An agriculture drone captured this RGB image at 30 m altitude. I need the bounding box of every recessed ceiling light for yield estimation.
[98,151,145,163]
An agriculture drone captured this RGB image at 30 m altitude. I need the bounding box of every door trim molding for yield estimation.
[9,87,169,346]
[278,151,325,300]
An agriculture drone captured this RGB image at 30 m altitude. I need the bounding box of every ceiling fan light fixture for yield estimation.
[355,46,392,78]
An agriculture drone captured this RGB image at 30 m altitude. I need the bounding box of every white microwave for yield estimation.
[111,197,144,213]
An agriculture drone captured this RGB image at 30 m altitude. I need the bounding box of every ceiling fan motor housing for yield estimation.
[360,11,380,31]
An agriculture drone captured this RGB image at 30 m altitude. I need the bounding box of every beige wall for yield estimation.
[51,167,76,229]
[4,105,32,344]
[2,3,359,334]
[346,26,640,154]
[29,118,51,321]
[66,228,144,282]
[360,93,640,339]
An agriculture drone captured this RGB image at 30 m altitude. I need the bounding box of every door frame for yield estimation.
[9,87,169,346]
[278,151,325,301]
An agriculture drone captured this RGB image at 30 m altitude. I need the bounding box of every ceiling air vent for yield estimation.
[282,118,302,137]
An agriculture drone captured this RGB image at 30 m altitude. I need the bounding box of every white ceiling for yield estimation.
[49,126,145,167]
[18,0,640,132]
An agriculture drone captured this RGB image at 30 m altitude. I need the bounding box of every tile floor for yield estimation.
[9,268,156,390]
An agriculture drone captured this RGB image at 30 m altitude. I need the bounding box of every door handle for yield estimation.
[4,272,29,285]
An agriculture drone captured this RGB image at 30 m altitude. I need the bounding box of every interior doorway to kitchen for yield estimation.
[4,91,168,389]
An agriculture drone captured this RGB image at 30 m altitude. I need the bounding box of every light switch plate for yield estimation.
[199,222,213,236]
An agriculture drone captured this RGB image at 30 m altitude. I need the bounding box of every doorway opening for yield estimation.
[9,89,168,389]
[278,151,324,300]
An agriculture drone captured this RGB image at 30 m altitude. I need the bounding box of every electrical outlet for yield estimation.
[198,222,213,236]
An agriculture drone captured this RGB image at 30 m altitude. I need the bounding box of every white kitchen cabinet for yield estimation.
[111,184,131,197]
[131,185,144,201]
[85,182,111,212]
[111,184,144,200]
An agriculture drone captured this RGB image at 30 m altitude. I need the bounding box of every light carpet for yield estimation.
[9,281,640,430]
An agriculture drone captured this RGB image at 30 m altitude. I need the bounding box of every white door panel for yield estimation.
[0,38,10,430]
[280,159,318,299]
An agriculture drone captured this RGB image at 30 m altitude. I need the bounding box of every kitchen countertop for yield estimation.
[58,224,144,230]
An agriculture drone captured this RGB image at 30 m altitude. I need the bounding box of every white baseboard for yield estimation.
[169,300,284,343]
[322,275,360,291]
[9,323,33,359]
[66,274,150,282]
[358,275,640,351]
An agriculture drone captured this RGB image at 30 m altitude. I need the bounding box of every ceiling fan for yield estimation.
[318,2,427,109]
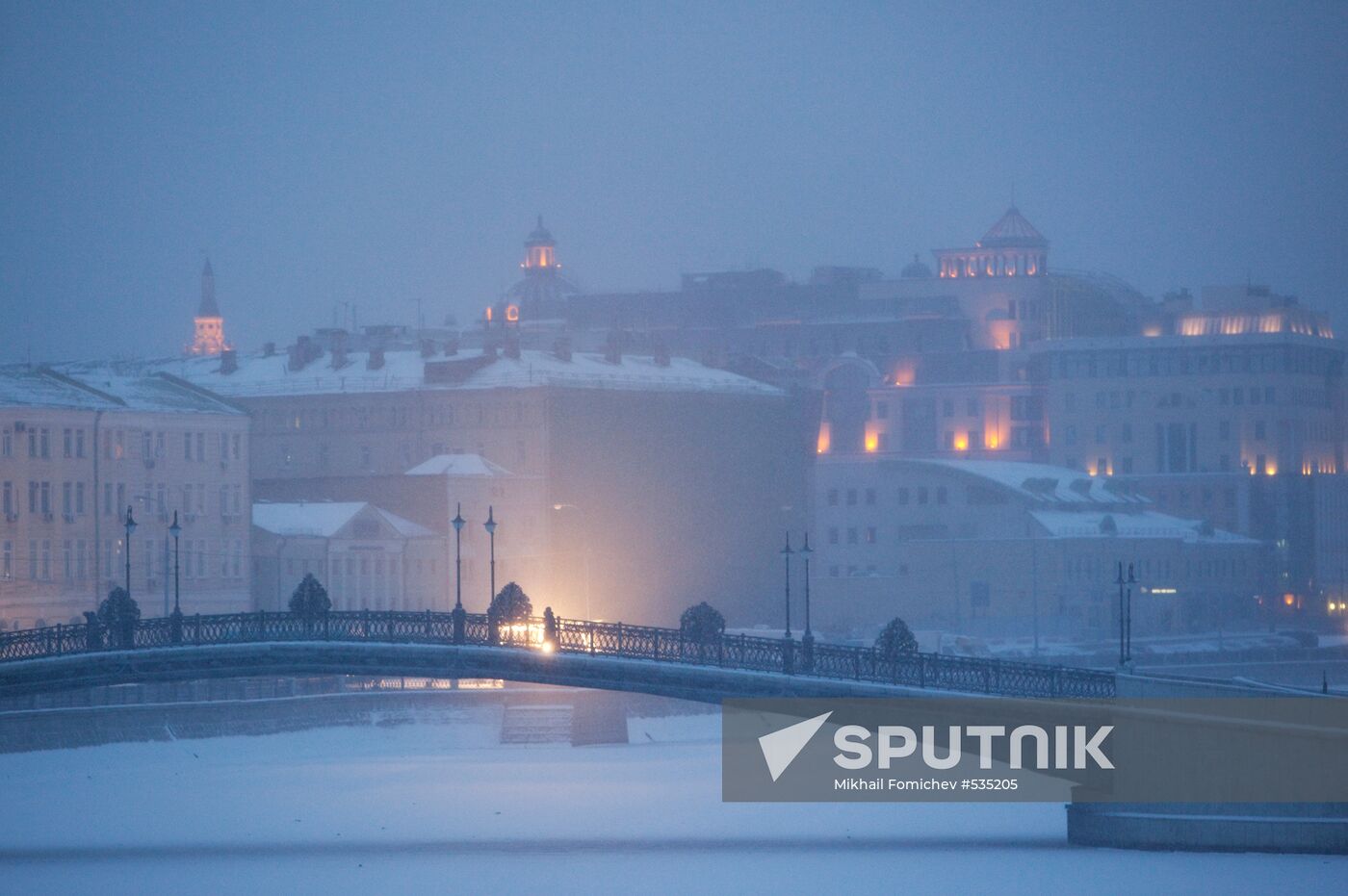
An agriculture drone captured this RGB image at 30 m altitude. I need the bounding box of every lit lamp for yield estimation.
[122,506,136,597]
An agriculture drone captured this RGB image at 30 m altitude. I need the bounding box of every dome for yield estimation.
[899,253,931,280]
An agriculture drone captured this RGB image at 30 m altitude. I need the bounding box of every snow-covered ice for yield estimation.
[0,710,1348,896]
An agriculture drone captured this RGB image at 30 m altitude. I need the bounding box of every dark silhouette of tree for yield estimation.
[98,587,141,647]
[678,601,725,644]
[875,616,918,660]
[290,573,333,621]
[488,582,533,623]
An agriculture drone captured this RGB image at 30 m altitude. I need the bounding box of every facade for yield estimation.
[812,455,1267,637]
[256,454,547,610]
[148,341,809,624]
[0,367,250,627]
[252,501,442,612]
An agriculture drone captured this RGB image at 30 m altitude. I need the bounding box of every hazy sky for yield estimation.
[0,0,1348,360]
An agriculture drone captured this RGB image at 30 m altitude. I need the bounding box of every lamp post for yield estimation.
[168,511,182,616]
[1123,563,1138,663]
[451,504,468,644]
[553,504,594,619]
[122,505,136,597]
[451,504,466,612]
[798,532,815,671]
[482,505,496,607]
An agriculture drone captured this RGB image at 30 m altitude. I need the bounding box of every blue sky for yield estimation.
[0,1,1348,360]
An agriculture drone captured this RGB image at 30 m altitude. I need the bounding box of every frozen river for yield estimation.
[0,710,1348,896]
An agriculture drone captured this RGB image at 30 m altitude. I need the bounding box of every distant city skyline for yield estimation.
[0,4,1348,360]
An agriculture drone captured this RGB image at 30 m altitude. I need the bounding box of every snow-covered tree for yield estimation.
[678,601,725,644]
[98,587,141,647]
[875,616,918,660]
[488,582,533,623]
[290,573,333,620]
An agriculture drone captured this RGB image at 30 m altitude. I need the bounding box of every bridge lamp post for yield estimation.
[168,511,182,616]
[122,505,136,597]
[553,504,594,619]
[482,505,496,609]
[451,504,466,610]
[796,532,815,671]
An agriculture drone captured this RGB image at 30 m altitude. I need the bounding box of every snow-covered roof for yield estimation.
[139,349,783,397]
[0,365,243,415]
[407,454,511,475]
[1030,511,1259,545]
[252,501,435,538]
[910,459,1149,504]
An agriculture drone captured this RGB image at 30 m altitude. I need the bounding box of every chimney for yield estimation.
[333,333,347,371]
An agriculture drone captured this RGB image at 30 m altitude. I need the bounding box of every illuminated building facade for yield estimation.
[0,367,250,627]
[812,454,1268,639]
[188,259,229,354]
[150,340,809,624]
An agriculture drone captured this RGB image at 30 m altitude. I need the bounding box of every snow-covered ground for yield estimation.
[0,710,1348,896]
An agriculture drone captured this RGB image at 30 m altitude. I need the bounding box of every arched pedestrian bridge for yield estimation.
[0,610,1115,702]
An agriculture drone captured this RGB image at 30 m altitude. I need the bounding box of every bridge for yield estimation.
[0,609,1115,702]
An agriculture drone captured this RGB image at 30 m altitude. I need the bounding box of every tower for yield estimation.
[188,259,229,354]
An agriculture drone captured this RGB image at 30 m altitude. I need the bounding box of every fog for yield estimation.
[0,3,1348,360]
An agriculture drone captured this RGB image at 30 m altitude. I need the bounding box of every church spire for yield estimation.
[188,259,229,354]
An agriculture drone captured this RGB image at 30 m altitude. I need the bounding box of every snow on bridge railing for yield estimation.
[0,610,1115,698]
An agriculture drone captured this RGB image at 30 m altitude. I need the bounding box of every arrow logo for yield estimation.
[759,711,833,781]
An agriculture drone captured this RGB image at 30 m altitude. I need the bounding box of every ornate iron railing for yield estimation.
[0,610,1115,698]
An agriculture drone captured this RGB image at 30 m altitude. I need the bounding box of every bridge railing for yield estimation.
[0,610,1115,698]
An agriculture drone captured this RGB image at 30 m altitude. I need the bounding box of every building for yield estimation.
[252,501,442,612]
[0,367,250,627]
[812,455,1267,637]
[186,259,229,354]
[145,340,810,624]
[256,454,547,610]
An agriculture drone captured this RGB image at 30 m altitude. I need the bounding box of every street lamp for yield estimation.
[451,504,465,610]
[796,532,815,641]
[122,504,136,597]
[482,504,496,607]
[553,504,594,619]
[168,511,182,616]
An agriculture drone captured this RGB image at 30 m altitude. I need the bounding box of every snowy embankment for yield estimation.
[0,710,1348,896]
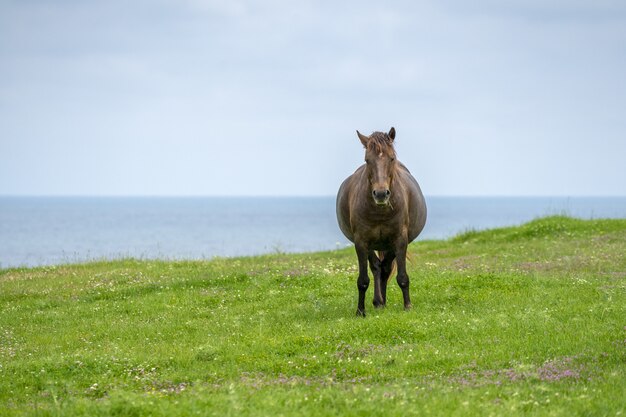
---------------
• **Instructions for the task**
Reproduce every item above with "yield estimation" replaced by "damage assessment" and everything else unchanged. Omit the pictures from your answer.

• **Output of the task**
An agriculture drone captured this RGB image at 30 m altitude. I need the bounding box of every recessed ceiling light for damage assessment.
[98,151,145,163]
An agriculture drone captured this RGB image at 30 m altitude. I need the bounding box of every door trim molding for damage assessment.
[9,87,169,346]
[278,151,325,300]
An agriculture drone captured this RGB image at 30 m altitude. I need the bounding box of every ceiling fan light fixture for damage assessment.
[355,46,392,78]
An agriculture drone captured this RGB image at 30 m altitude. I need the bounding box of every white microwave for damage assessment.
[111,197,144,213]
An agriculture drone captured this RGB image at 30 m altitude. I need the bounding box of every ceiling fan motor housing for damage assessment.
[360,11,380,31]
An agriculture drone captured this RGB image at 30 m altitude. I need the bounding box of every beige wall for damage assessment.
[51,167,76,229]
[4,105,32,344]
[2,3,359,334]
[346,26,640,154]
[29,118,51,321]
[66,228,144,282]
[360,93,640,339]
An agriculture drone captured this RGB image at 30 m altitude. I need the bounding box of every door frame for damage assessment.
[9,87,169,346]
[278,151,325,301]
An agriculture drone captured this RGB image at 30 m altitude. I need the bounding box of every ceiling air vent for damage assessment.
[282,118,302,137]
An agriculture drone captured this RGB image at 30 m altitude. I need the bounding box of every white ceiling for damage assessment.
[49,126,145,167]
[18,0,640,132]
An agriculture drone captured this RGB image at 30 m altitude. I need the bounding box of every tile floor for damage assessment.
[9,268,156,390]
An agriculture drone captured this RGB image at 30 m altitude. I need the bounding box of every door handle for damage assessment.
[4,272,29,285]
An agriculture drone captured this RGB image at 30 m altitude. I need the bounding box of every interior doorway to kitchen for damage assessment.
[4,91,168,389]
An agriculture drone captured this RGB image at 30 m altitude. I need the bounding box of every light switch plate for damage assessment.
[199,222,213,236]
An agriculture drone captured this RGB image at 30 m altitude. I need the bounding box of every doorway opening for damage assessment.
[9,89,168,389]
[278,151,324,300]
An agriculture drone captured this RGB image at 30 m altitude. I need the bounding box of every electrical outlet for damage assessment.
[198,222,213,236]
An agriculture drone captured this RGB image at 30 m altitude. I need the bounding box of every white kitchen cabinet for damage assessment.
[111,184,131,197]
[131,185,144,201]
[85,182,111,212]
[111,184,144,200]
An agriculture drone captured this RGB image at 30 m altitude. I need the bounding box of every light carpet for damage assessment.
[9,281,640,430]
An agriculture drone captured this RGB image at 30 m altitude. I need the bounding box of every white door panel for damage assessment.
[0,38,10,430]
[280,159,318,299]
An agriculture drone captured this RGB image at 30 m altitude. I need the bounding box of every kitchen countertop for damage assessment.
[58,224,144,230]
An agriculture drone captured this RGB image at 30 m altitude. I need the bounding box of every white baseboard for damage assessment.
[169,300,284,343]
[322,275,360,291]
[9,323,33,359]
[66,274,150,282]
[358,275,640,351]
An agriculture drone captured this RGB image at 30 m altitude. I need the bounding box of every ceiling fan for damage assessment.
[318,2,427,109]
An agriculture drone captured this RGB image at 30 m altitude. I need the bounding box of every lit lamp for damage assessment.
[122,506,136,597]
An agriculture drone captured this RGB image at 30 m altitude. I need the bounding box of every dome for damage assessment.
[899,253,931,280]
An agriculture drone captured this RGB image at 30 m altitude. I need the bounding box of every snow-covered ice for damage assessment.
[0,710,1348,896]
An agriculture drone captured this RGB image at 30 m altitude. I need the bounding box of every dark silhouette of tree for damage assessment.
[98,587,141,647]
[678,601,725,644]
[875,616,918,660]
[290,573,333,621]
[488,582,533,623]
An agriculture drone captured this RGB image at 30 m altitude. I need the bounding box of every facade for damage assessment.
[812,455,1267,637]
[256,454,547,610]
[148,341,809,624]
[0,367,250,627]
[252,501,442,612]
An agriculture drone captured this RGB image at 30 m altitude. I need the bounding box of every hazy sky for damage assessment.
[0,0,1348,360]
An agriculture drone captured this RGB image at 30 m altitude. I need the bounding box of every lamp post for damage assessment.
[168,511,182,616]
[1123,563,1138,663]
[451,504,468,644]
[553,504,594,619]
[122,505,136,597]
[451,504,466,612]
[798,532,815,671]
[482,505,496,607]
An agriculture drone captured this RGB image at 30 m altitude. I need the bounding box of every blue sky for damage assessment.
[0,1,1348,360]
An agriculture drone captured this RGB image at 30 m altitude. I need the bounding box of every frozen river for damage assessment.
[0,710,1348,896]
An agriculture drone captured this RGB image at 30 m altitude. I need the bounding box of every distant city skyline for damage assessment.
[0,4,1348,360]
An agriculture drone captured this RGB image at 30 m altitude. I need the bounding box of every snow-covered tree for damage assessment.
[678,601,725,644]
[98,587,141,647]
[875,616,918,660]
[488,582,533,623]
[290,573,333,620]
An agriculture drone captured this RGB image at 30 m altitude. I need the bounding box of every bridge lamp post for damage assessment.
[168,511,182,616]
[122,505,136,597]
[553,504,594,619]
[482,505,496,609]
[451,504,466,610]
[796,532,815,671]
An agriculture drone captured this RGB image at 30 m altitude. I need the bounding box of every snow-covered roof for damage assessment.
[139,349,783,397]
[0,365,243,415]
[407,454,511,475]
[1030,511,1259,545]
[252,501,435,538]
[910,459,1149,504]
An agriculture drone captured this RGB image at 30 m altitude. I need the bounding box of every chimney for damage assessment.
[333,333,347,371]
An agriculture drone captured this RGB image at 30 m altitude. I need the bounding box of every illuminated building facade for damage assessment.
[0,367,250,627]
[812,454,1268,639]
[188,259,229,354]
[150,340,809,624]
An agriculture drone captured this RGB image at 30 m altitude. I need the bounding box of every snow-covered ground for damage assessment.
[0,710,1348,896]
An agriculture drone captured this RGB image at 30 m altitude. I need the bounding box of every arched pedestrian bridge for damage assessment.
[0,610,1115,702]
An agriculture drone captured this RGB image at 30 m altitude. I need the bounding box of every bridge for damage assessment.
[0,609,1115,702]
An agriculture drone captured this RGB image at 30 m altitude. I need the bounding box of every tower for damage assessment.
[188,259,229,354]
An agriculture drone captured this RGB image at 30 m altitude. I need the bounding box of every fog for damage assessment.
[0,3,1348,360]
An agriculture drone captured this RGB image at 30 m altitude. I need the bounding box of every church spire for damage assessment.
[188,259,229,354]
An agriculture drone captured this RGB image at 30 m altitude. I need the bounding box of every snow on bridge railing for damage assessment.
[0,610,1115,698]
An agriculture drone captured this RGB image at 30 m altitude. I need the bounding box of every arrow logo for damage assessment.
[759,711,833,781]
An agriculture drone captured this RGB image at 30 m altitude. I need the bounding box of every ornate iron railing for damage assessment.
[0,610,1115,698]
An agriculture drone captured this RGB image at 30 m altitude. I need the bounding box of every bridge railing for damage assessment.
[0,610,1115,698]
An agriculture drone captured this RGB image at 30 m altitude. I need the bounding box of every building for damage assessment.
[252,501,442,612]
[0,367,250,627]
[812,455,1267,637]
[186,259,229,354]
[145,340,810,624]
[256,454,547,610]
An agriculture drone captured this RGB image at 30 m altitude. I need the bounding box of every street lamp for damage assessment.
[451,504,465,610]
[796,532,815,641]
[122,504,136,597]
[482,504,496,607]
[553,504,594,619]
[168,511,182,616]
An agriculture drone captured this RGB image at 30 m altitude. I need the bounding box of every snowy embankment for damage assessment.
[0,710,1348,896]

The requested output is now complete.